__Source records__.
┏━━

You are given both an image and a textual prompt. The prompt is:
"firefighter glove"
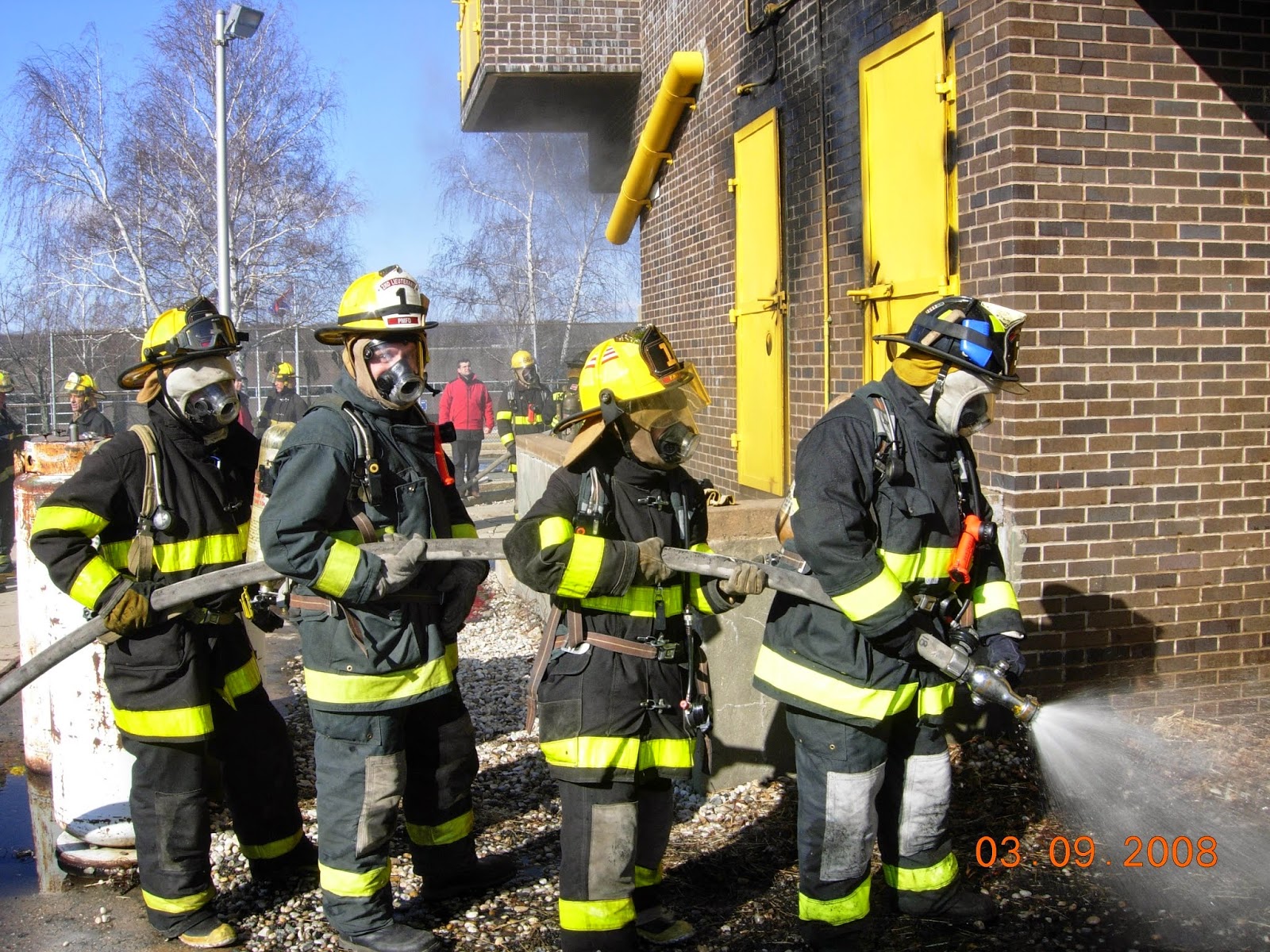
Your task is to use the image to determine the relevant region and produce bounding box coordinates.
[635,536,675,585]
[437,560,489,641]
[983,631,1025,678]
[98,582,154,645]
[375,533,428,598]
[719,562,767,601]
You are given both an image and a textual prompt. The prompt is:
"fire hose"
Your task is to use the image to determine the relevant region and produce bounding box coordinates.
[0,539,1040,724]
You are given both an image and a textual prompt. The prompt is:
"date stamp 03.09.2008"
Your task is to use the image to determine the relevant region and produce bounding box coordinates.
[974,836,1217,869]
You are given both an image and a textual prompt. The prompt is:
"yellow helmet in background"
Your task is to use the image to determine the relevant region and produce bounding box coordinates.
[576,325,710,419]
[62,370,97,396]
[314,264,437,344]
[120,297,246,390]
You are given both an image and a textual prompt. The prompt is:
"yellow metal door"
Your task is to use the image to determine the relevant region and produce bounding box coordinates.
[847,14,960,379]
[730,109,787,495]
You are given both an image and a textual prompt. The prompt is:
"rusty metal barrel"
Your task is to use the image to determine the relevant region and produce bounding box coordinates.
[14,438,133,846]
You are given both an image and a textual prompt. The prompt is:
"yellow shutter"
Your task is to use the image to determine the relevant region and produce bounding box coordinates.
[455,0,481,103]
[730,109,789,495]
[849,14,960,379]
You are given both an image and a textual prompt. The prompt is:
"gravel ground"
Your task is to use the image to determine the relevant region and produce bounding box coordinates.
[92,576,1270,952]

┗━━

__Prompt__. Arrange every line of the rows above as a JSON list of strings, one string per line, with blank lines skipped. Leave the pictures out of the list.

__Complete answer__.
[
  "You are given both an image and a textual prompt. The prompt is:",
  "\"firefighter glove\"",
  "Your task is to use the image to determine the relevant region and produce bounding box coordinates.",
  "[635,536,675,585]",
  "[437,560,489,641]",
  "[983,631,1025,678]",
  "[98,582,154,645]",
  "[375,533,428,598]",
  "[719,562,767,601]",
  "You are given both an image and a textual prompt. The prompt is:",
  "\"fire hose\"",
  "Your task is to use the image to determine the relevant region and produce bounding box coordinates.",
  "[0,539,1040,724]",
  "You are given both an image and a textual prompt. The prompt is:",
  "\"date stamp 03.09.2008\"",
  "Your task is to use the image to determine the relevant region and produce bounding box coordinates.",
  "[974,836,1217,869]",
  "You are given both an image and a textual prompt. The prompt is:",
  "\"yellow helmet in background\"",
  "Your task is to use the image to determine the relevant region and produce bounding box coordinates.",
  "[576,325,710,419]",
  "[62,370,97,396]",
  "[314,264,437,344]",
  "[120,297,246,390]",
  "You are given both an image and a textual prompt. The prompt is:",
  "\"yellow metal door\"",
  "Your task is to use the image to determine the relevant region and produce bounding box coordinates.",
  "[847,14,960,379]",
  "[730,109,787,495]",
  "You are given both an image and a textual prompt. The prompt is:",
  "\"rusty metal barrel\"",
  "Your task is to use the image to determine the relevant region and produce bounding box coordinates.",
  "[14,438,133,846]",
  "You are given both an image and a textual prompt. The prompt is:",
  "\"yellow shutter\"",
  "Your task is to use the image to determine the relevant region and produce bounding box coordinates.",
  "[455,0,481,103]",
  "[730,109,789,495]",
  "[849,14,960,379]",
  "You are given both an image and a textual prompt. The prompt is:",
  "\"gravel ground\"",
  "Your task is to use the image to determine the relevant region and produce bounding box coordinates.",
  "[92,576,1270,952]"
]